** start **

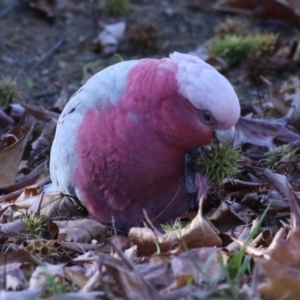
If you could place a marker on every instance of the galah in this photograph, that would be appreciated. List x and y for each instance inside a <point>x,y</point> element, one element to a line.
<point>121,140</point>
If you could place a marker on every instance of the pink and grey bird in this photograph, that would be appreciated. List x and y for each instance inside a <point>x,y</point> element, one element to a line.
<point>121,141</point>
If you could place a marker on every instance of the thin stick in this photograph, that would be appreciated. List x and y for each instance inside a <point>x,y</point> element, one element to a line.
<point>49,53</point>
<point>6,10</point>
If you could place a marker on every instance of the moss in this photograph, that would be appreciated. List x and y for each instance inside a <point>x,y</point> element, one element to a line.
<point>219,163</point>
<point>235,48</point>
<point>117,7</point>
<point>8,90</point>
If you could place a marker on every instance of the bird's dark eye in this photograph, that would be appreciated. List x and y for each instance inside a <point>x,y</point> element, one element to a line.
<point>206,117</point>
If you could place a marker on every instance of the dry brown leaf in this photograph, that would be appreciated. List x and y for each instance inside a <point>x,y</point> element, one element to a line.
<point>188,264</point>
<point>24,295</point>
<point>11,155</point>
<point>16,226</point>
<point>79,279</point>
<point>41,145</point>
<point>287,10</point>
<point>65,95</point>
<point>262,132</point>
<point>128,281</point>
<point>50,7</point>
<point>40,113</point>
<point>224,218</point>
<point>282,267</point>
<point>109,37</point>
<point>52,204</point>
<point>199,233</point>
<point>83,230</point>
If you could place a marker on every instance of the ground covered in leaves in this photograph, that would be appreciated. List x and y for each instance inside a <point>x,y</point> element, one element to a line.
<point>243,240</point>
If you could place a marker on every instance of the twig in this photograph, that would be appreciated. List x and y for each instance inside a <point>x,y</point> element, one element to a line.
<point>49,53</point>
<point>15,59</point>
<point>9,8</point>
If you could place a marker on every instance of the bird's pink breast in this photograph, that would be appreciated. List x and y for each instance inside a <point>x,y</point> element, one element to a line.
<point>126,158</point>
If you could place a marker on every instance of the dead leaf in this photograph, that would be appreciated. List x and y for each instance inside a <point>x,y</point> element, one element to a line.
<point>52,204</point>
<point>11,155</point>
<point>83,230</point>
<point>262,132</point>
<point>109,37</point>
<point>265,9</point>
<point>225,219</point>
<point>281,265</point>
<point>199,233</point>
<point>41,145</point>
<point>50,7</point>
<point>188,264</point>
<point>77,278</point>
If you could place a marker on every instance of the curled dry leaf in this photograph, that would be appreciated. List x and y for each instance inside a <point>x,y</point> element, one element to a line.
<point>282,267</point>
<point>12,146</point>
<point>41,145</point>
<point>49,7</point>
<point>287,10</point>
<point>15,280</point>
<point>76,277</point>
<point>51,204</point>
<point>263,132</point>
<point>188,264</point>
<point>128,281</point>
<point>17,295</point>
<point>199,233</point>
<point>225,219</point>
<point>83,230</point>
<point>110,36</point>
<point>40,113</point>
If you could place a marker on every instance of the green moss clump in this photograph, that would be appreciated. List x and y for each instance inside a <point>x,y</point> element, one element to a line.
<point>219,163</point>
<point>8,90</point>
<point>34,224</point>
<point>235,48</point>
<point>275,156</point>
<point>117,7</point>
<point>173,226</point>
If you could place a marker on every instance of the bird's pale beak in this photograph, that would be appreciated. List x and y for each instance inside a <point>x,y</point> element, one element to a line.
<point>225,136</point>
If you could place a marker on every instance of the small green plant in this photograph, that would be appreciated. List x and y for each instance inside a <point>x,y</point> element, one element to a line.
<point>275,156</point>
<point>219,163</point>
<point>171,227</point>
<point>117,7</point>
<point>55,285</point>
<point>235,48</point>
<point>8,90</point>
<point>34,224</point>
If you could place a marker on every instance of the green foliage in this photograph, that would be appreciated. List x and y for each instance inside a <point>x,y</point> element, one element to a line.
<point>34,224</point>
<point>117,7</point>
<point>54,285</point>
<point>219,163</point>
<point>8,90</point>
<point>234,48</point>
<point>171,227</point>
<point>238,264</point>
<point>275,156</point>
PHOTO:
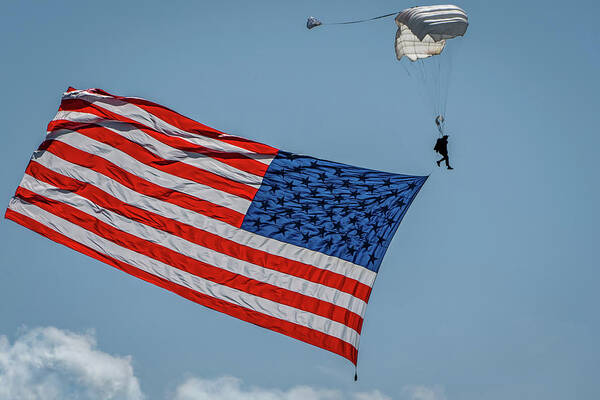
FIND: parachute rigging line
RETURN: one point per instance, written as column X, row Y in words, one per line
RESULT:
column 313, row 22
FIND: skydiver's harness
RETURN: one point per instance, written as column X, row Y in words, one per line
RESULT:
column 439, row 122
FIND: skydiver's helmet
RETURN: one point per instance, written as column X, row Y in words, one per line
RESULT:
column 312, row 22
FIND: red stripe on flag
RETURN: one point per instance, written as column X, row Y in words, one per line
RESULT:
column 298, row 332
column 143, row 155
column 185, row 263
column 237, row 160
column 104, row 167
column 189, row 125
column 200, row 237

** end **

Work to be completed ::
Put every line of the listing above into a Markdown table with the columns "Row" and "Line", numbering the rows and skipping blank lines. Leave the pictures out.

Full output ::
| Row | Line |
|---|---|
| 1 | If you could place a marker on every instance of the galah in this photograph, that would be appreciated. List x and y for each instance inside a <point>x,y</point> element, one element to a line. |
| 2 | <point>121,140</point> |
| 3 | If you could place a marker on every instance of the pink and grey bird in this photograph, that would be appreciated. List x and y for each instance inside a <point>x,y</point> element, one element to a line. |
| 4 | <point>121,141</point> |
| 5 | If you could place a marker on every instance of the thin stick in this photograph, that would be appreciated. List x and y for each instance inside a <point>x,y</point> element, one element to a line. |
| 6 | <point>49,53</point> |
| 7 | <point>6,10</point> |
| 8 | If you could place a marker on every instance of the moss in this photograph, that would be appreciated. List x and y for each instance inside a <point>x,y</point> element, one element to a line. |
| 9 | <point>219,163</point> |
| 10 | <point>235,48</point> |
| 11 | <point>117,7</point> |
| 12 | <point>8,90</point> |
| 13 | If you could place a marker on every instance of the bird's dark eye in this photograph, that would be appreciated. List x and y for each instance inside a <point>x,y</point> element, one element to a line. |
| 14 | <point>206,117</point> |
| 15 | If you could place a marker on every instance of the dry brown leaf in this photograph, that would be appreciated. List x and y for each instance inside a <point>x,y</point> element, one element to a line. |
| 16 | <point>188,264</point> |
| 17 | <point>24,295</point> |
| 18 | <point>11,155</point> |
| 19 | <point>16,226</point> |
| 20 | <point>79,279</point> |
| 21 | <point>41,145</point> |
| 22 | <point>287,10</point> |
| 23 | <point>65,95</point> |
| 24 | <point>262,132</point> |
| 25 | <point>128,281</point> |
| 26 | <point>50,7</point> |
| 27 | <point>40,113</point> |
| 28 | <point>224,218</point> |
| 29 | <point>282,267</point> |
| 30 | <point>109,37</point> |
| 31 | <point>52,204</point> |
| 32 | <point>199,233</point> |
| 33 | <point>83,230</point> |
| 34 | If you could place a marker on every instance of the ground covered in leaves in this photograph, that would be appreciated. List x and y for each instance inside a <point>x,y</point> element, one element to a line. |
| 35 | <point>243,240</point> |
| 36 | If you could place a marker on every instance of the twig in this photograph, that would be appreciated. List x and y for each instance inside a <point>x,y</point> element, one element to a line. |
| 37 | <point>49,53</point> |
| 38 | <point>15,59</point> |
| 39 | <point>9,8</point> |
| 40 | If you could place a marker on every instance of the bird's pink breast in this photograph, that would be appreciated. List x and y for each instance inside a <point>x,y</point> element, one element to a line. |
| 41 | <point>126,158</point> |
| 42 | If you could place a marker on every instance of the dead leaf in this photograph, that would be appreciated. List x and y for each instance inside a <point>x,y</point> element, one element to a line. |
| 43 | <point>52,204</point> |
| 44 | <point>11,155</point> |
| 45 | <point>83,230</point> |
| 46 | <point>262,132</point> |
| 47 | <point>109,37</point> |
| 48 | <point>265,9</point> |
| 49 | <point>225,219</point> |
| 50 | <point>281,265</point> |
| 51 | <point>199,233</point> |
| 52 | <point>41,145</point> |
| 53 | <point>50,7</point> |
| 54 | <point>188,264</point> |
| 55 | <point>77,278</point> |
| 56 | If you could place a marker on every instance of the curled dry leaf in this photograph, that would be appreciated. List x and y for each instance inside a <point>x,y</point> element, one element to a line. |
| 57 | <point>282,267</point> |
| 58 | <point>12,146</point> |
| 59 | <point>41,145</point> |
| 60 | <point>49,7</point> |
| 61 | <point>287,10</point> |
| 62 | <point>15,280</point> |
| 63 | <point>76,277</point> |
| 64 | <point>51,204</point> |
| 65 | <point>263,132</point> |
| 66 | <point>188,264</point> |
| 67 | <point>128,281</point> |
| 68 | <point>17,295</point> |
| 69 | <point>199,233</point> |
| 70 | <point>225,219</point> |
| 71 | <point>83,230</point> |
| 72 | <point>110,36</point> |
| 73 | <point>40,113</point> |
| 74 | If you could place a marker on every instance of the green moss clump in this photograph, that would be appreciated. List x and y for each instance inside a <point>x,y</point> element, one element to a line. |
| 75 | <point>219,163</point> |
| 76 | <point>8,90</point> |
| 77 | <point>34,224</point> |
| 78 | <point>235,48</point> |
| 79 | <point>275,156</point> |
| 80 | <point>117,7</point> |
| 81 | <point>173,226</point> |
| 82 | If you could place a marker on every instance of the bird's pale beak in this photograph, that would be appreciated. List x and y for each instance inside a <point>x,y</point> element, one element to a line. |
| 83 | <point>225,136</point> |
| 84 | If you could place a marker on every instance of the small green plant in this photograph, that would be appreciated. List x and y for each instance inside a <point>x,y</point> element, one element to a line. |
| 85 | <point>275,156</point> |
| 86 | <point>219,163</point> |
| 87 | <point>171,227</point> |
| 88 | <point>117,7</point> |
| 89 | <point>55,285</point> |
| 90 | <point>235,48</point> |
| 91 | <point>8,90</point> |
| 92 | <point>34,224</point> |
| 93 | If you could place a marker on every instance of the green foliage in this photograph, that would be appreciated. List x and y for each instance inside a <point>x,y</point> element, one element to a line. |
| 94 | <point>34,224</point> |
| 95 | <point>117,7</point> |
| 96 | <point>54,285</point> |
| 97 | <point>219,163</point> |
| 98 | <point>8,90</point> |
| 99 | <point>234,48</point> |
| 100 | <point>171,227</point> |
| 101 | <point>238,264</point> |
| 102 | <point>275,156</point> |
| 103 | PHOTO: |
| 104 | FIND: parachute rigging line |
| 105 | RETURN: one point per instance, written as column X, row Y in words, one per line |
| 106 | RESULT: |
| 107 | column 313, row 22 |
| 108 | FIND: skydiver's harness |
| 109 | RETURN: one point per instance, written as column X, row Y in words, one per line |
| 110 | RESULT: |
| 111 | column 439, row 122 |
| 112 | FIND: skydiver's helmet |
| 113 | RETURN: one point per instance, written as column X, row Y in words, one per line |
| 114 | RESULT: |
| 115 | column 312, row 22 |
| 116 | FIND: red stripe on flag |
| 117 | RETURN: one point per instance, written as column X, row Y in words, one per line |
| 118 | RESULT: |
| 119 | column 298, row 332 |
| 120 | column 143, row 155 |
| 121 | column 185, row 263 |
| 122 | column 237, row 160 |
| 123 | column 104, row 167 |
| 124 | column 189, row 125 |
| 125 | column 200, row 237 |